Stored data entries
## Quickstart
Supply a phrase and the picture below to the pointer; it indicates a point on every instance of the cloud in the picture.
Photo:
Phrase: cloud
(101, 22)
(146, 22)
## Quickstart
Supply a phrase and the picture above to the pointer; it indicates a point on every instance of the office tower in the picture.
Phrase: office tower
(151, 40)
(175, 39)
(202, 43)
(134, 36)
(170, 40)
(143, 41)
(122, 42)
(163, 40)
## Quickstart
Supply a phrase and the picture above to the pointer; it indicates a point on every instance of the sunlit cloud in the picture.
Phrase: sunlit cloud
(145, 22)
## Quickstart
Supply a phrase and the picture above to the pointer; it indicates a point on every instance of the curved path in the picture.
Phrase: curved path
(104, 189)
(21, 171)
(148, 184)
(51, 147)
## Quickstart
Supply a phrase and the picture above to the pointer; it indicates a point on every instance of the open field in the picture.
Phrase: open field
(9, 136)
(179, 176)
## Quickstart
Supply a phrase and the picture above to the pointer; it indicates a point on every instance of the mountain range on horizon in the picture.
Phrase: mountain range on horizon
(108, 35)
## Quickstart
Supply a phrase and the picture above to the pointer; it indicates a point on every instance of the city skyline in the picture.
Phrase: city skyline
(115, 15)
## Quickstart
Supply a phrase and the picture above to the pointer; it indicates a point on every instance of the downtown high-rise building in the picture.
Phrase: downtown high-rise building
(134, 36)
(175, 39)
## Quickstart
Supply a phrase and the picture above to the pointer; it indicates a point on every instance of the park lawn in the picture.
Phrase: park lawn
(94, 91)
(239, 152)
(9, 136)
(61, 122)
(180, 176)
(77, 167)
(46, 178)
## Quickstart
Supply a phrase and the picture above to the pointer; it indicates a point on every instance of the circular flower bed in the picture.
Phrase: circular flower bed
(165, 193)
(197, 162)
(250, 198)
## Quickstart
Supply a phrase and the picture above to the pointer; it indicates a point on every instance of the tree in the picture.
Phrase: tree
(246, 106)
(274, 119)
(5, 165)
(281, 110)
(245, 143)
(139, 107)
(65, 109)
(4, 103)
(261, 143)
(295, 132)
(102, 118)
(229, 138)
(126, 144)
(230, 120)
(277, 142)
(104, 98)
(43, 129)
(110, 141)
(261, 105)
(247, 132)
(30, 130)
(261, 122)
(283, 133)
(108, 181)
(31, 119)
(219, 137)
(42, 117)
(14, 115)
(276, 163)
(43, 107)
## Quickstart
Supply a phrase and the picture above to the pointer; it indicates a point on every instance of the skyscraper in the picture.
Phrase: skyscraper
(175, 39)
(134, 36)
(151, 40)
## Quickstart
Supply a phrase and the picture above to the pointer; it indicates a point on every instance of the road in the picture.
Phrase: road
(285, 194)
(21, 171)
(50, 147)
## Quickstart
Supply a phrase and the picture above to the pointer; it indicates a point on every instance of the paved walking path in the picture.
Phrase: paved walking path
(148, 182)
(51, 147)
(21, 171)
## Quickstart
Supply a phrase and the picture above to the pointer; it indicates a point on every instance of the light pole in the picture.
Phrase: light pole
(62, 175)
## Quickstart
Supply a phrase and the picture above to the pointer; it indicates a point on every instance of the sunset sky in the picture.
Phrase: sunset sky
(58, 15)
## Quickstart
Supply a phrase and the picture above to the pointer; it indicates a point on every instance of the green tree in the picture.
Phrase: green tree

Task requirements: In your answer, include only the lines above starting at the line that holds "tower in the picture." and ending at the line that holds "horizon in the picture.", copied exactly.

Exercise answer:
Supply a phrase and the picture above to the pointer; it indicates a point on every instance of the office tower in the picture.
Phrase: office tower
(151, 40)
(175, 39)
(202, 43)
(134, 36)
(170, 40)
(143, 41)
(122, 42)
(163, 40)
## Quickstart
Supply a phrase and the picture above to the pointer; it indicates a point on every instance of the sunlit cloud in the picture.
Phrase: sunlit cloud
(145, 22)
## Quickstart
Supply a phrase and the picture above to the pointer; it indicates a point on every instance of the curved path in the picture.
Phrase: curved path
(104, 189)
(21, 171)
(148, 184)
(51, 147)
## Quickstart
Supply a phrase and the picture above to the pointer; it indicates a point on every instance of the open field in the picture.
Phrase: open field
(9, 136)
(179, 176)
## Quickstart
Supply a phrase and the picture above to the pointer; it indicates a point on every instance of the mountain range on horizon in the picture.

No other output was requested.